## [STATED PROBLEM]
The data must be written out once more, precisely as given.

## [DATA FOR THE TASK]
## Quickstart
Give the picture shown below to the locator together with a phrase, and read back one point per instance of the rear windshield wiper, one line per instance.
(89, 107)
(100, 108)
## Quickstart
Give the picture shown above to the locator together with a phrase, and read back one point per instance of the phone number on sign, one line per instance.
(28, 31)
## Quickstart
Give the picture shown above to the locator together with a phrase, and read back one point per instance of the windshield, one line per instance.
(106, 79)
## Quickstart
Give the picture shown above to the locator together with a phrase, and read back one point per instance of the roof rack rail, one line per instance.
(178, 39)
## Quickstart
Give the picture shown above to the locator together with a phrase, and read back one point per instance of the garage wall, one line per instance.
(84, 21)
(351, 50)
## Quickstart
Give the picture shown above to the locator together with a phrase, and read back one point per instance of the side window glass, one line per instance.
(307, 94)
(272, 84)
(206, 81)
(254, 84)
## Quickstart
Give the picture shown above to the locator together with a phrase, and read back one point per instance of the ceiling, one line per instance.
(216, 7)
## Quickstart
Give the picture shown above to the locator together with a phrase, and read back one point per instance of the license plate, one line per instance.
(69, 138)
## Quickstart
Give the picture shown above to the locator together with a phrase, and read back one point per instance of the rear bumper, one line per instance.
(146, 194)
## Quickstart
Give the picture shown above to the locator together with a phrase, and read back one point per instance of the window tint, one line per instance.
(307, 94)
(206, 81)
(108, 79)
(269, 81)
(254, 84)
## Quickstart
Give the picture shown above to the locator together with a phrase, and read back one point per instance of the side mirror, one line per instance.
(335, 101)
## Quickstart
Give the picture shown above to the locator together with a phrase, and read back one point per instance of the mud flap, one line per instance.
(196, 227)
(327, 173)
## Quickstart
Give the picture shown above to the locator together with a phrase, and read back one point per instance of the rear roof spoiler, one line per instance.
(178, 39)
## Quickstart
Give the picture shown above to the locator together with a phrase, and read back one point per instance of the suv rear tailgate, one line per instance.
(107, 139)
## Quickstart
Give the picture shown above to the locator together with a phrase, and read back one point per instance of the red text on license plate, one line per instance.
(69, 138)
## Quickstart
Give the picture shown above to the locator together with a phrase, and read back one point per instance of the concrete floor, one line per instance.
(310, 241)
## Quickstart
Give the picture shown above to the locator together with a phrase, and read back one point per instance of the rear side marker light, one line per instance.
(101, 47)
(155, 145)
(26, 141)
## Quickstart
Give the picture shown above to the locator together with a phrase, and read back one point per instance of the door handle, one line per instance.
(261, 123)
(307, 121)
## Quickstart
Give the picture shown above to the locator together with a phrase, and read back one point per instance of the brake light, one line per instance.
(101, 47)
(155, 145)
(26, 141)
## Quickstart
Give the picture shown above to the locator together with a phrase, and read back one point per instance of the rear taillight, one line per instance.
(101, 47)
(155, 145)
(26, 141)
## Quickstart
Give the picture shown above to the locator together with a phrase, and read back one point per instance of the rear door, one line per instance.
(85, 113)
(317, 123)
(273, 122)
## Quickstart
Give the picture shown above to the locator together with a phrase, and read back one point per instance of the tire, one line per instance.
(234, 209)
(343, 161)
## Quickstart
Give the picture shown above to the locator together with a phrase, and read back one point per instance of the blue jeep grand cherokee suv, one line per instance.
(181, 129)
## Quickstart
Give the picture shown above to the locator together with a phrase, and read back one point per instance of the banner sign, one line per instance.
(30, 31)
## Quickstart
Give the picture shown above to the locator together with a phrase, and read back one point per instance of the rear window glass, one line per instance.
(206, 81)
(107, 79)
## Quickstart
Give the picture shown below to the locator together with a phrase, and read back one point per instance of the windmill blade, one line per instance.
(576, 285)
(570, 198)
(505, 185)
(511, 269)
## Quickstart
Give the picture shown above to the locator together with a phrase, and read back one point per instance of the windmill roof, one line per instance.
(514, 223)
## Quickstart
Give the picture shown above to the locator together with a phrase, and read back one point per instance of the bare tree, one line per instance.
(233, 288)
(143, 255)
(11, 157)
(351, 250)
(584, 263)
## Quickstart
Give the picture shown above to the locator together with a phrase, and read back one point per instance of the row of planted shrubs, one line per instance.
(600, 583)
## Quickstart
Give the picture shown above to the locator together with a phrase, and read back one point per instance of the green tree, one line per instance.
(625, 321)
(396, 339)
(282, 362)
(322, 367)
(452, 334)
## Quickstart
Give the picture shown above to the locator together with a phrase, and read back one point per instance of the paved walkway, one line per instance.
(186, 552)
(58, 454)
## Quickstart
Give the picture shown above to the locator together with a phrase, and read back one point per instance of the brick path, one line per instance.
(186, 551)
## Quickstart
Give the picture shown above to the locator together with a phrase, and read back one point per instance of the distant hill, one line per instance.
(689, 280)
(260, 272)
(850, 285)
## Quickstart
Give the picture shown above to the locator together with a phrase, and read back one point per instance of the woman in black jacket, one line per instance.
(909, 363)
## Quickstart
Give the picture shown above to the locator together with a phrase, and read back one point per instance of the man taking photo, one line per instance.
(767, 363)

## [FULL OUTPUT]
## Quickstart
Give the picture shown below to the locator together with a phrase, and read back one point per instance of the rear windshield wiper, one line per instance.
(89, 107)
(100, 108)
## Quickstart
Give the picture shown above to the locator together with a phrase, and read back one point per instance of the phone number on sign, one line per instance.
(28, 31)
## Quickstart
Give the picture shown above to the locator together with a phrase, and read back one point per instance of the windshield, one line per instance.
(106, 79)
## Quickstart
Give the picture shown above to the locator together with a phrase, and read back one point per instance of the roof rack rail, one line per instance.
(178, 39)
## Quickstart
Give the picture shown above to the locator together with a phrase, and read back one point per instance of the garage wall, one line per instance.
(84, 21)
(351, 50)
## Quickstart
Give the picture shown above to the locator together with a phrase, and read back one point per instance of the side window glass, one line per instance.
(307, 94)
(272, 84)
(206, 81)
(254, 84)
## Quickstart
Give the picture shown above to the locator together with a phrase, and read back one point per instance of the ceiling, one line per instance.
(216, 7)
## Quickstart
Give the picture shown above to the locator together with a phrase, and read back one point per instance of the license plate, one line per instance.
(69, 138)
## Quickstart
Give the picture shown above to the locator together with a phrase, and read back one point per instance of the rear bumper, one line per instance.
(146, 194)
## Quickstart
Give the picture shown above to the locator together with a phrase, and read back one point per instance of the window tint, one line per instance.
(307, 94)
(206, 81)
(108, 79)
(269, 81)
(254, 84)
## Quickstart
Give the picture shown above to the locator together with a phrase, and read back one point per instance of the side mirror, one line per instance.
(335, 101)
## Quickstart
Give the picture shown above to the locator together with a phrase, and read back one point per instance of the mud flap, one line per instance.
(196, 227)
(327, 173)
## Quickstart
Give the picture shown above to the locator together with a phrase, and read back one point per instance of the rear roof spoiler, one line per instance.
(178, 39)
## Quickstart
Give the picture shown above to the locator together with a phrase, and read back one point per instance of the suv rear tailgate, one line per instance.
(107, 139)
## Quickstart
Give the picture shown above to the locator together with a phrase, and read back one point per instance of the red text on license plate, one line per instance.
(69, 138)
## Quickstart
Give the picture shown above to the locator together with a phrase, and read back one point per instance of the concrete floor, one line per instance.
(310, 241)
## Quickstart
Give the picture shown above to the locator together with a phrase, and read back one point per instance of the rear side marker light, one line per instance.
(101, 47)
(155, 145)
(26, 141)
## Quickstart
Give the picture shown above to the locator together with a phrase, and read back one point per instance of the door handle, one line per instance.
(261, 123)
(307, 121)
## Quickstart
Give the picture shown above to the locator together with a phrase, and read back one point per instance of the brake light, one line per instance.
(101, 47)
(155, 145)
(26, 141)
## Quickstart
Give the picture shown above to the locator together with a phrase, and read back one point per instance of the rear taillight, one line per instance.
(101, 47)
(155, 145)
(26, 141)
## Quickstart
Give the picture shown above to the locator together with a phrase, and read back one point per instance of the rear door, one line per instance.
(85, 113)
(317, 123)
(273, 122)
## Quickstart
Give the picture shown above to the locator together with a phrase, and read back one point per instance of the tire, one line per instance.
(234, 209)
(343, 161)
## Quickstart
Give the picture shown above to the locator together with a phrase, and read back one point per instance of the blue jeep grand cherokee suv, one line per instance.
(181, 129)
## Quickstart
Give the picture shown above to the locator together with a phrase, and read back one point per instance of the banner sign, one line per instance.
(30, 31)
## Quickstart
Give the picture shown above to the locator together with a phrase, and read back one point per instance of the rear window glass, one line per instance.
(206, 81)
(107, 79)
## Quickstart
Give the picture shown below to the locator together with a phrase, and read back one point per instance of the windmill blade, one line per instance.
(576, 285)
(570, 198)
(505, 185)
(511, 269)
## Quickstart
Give the picture shown above to the locator together with a phrase, and read back one point per instance of the windmill roof, one line per instance.
(514, 223)
## Quickstart
Give the picture shown above to the locator together with a phrase, and read back one point per instance of the bare tree, one line per instance.
(233, 288)
(143, 255)
(11, 157)
(351, 250)
(584, 263)
## Quickstart
Give the picture shown above to the locator together with a phrase, and read back one point per instance of the row of planted shrubs, one line per instance.
(600, 583)
## Quickstart
Give the picture shown above to the locator together with a phrase, and read back one point per instance of the green tree, one line per instance.
(625, 321)
(396, 339)
(282, 362)
(322, 367)
(452, 334)
## Quickstart
Give the picture shown above to the locator together with a phrase, and read back one point per instance of the paved walkway, one line per instance.
(186, 552)
(58, 454)
## Quickstart
Give the picture shown above to the locator together with a phrase, and read back one point per instance of the brick path, one line per instance.
(186, 551)
## Quickstart
Give the picture shown above to the locator together with a phrase, and read back one point per instance of the distant hill, one line per instance.
(689, 280)
(260, 272)
(850, 285)
## Quickstart
Give the picture shown above to the locator together with a phrase, and read back one point per instance of the woman in black jacket, one line per instance.
(909, 363)
## Quickstart
Give the picture shown above to the locator together with a phrase, and read back one point per instance of the man taking photo, one line per instance.
(767, 363)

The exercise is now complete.